> Image object location listing
###

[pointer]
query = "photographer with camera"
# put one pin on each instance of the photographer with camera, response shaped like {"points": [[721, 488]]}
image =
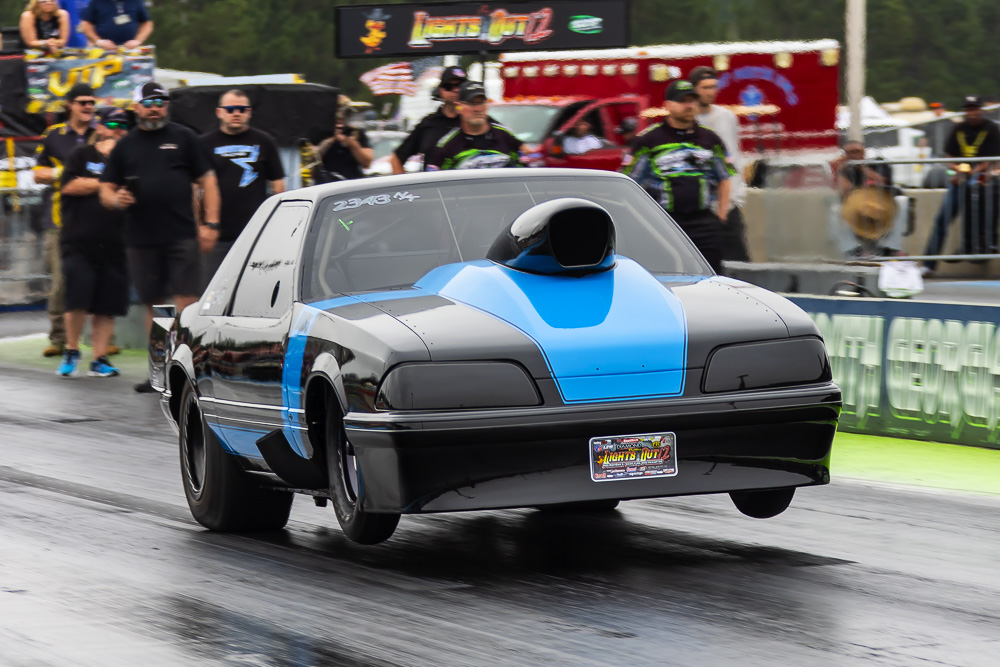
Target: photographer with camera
{"points": [[151, 175], [347, 152]]}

###

> Set problem
Output the listing as a JSON list of strings, one string per line, skipping blank lines. Leave the pictures out.

> Written response
[
  "[pointer]",
  "query = \"photographer with camera\"",
  "# put one pin on each instance of the photographer with camera, response shaped like {\"points\": [[721, 488]]}",
  "image =",
  "Target: photographer with camera",
  "{\"points\": [[151, 175], [347, 152]]}"
]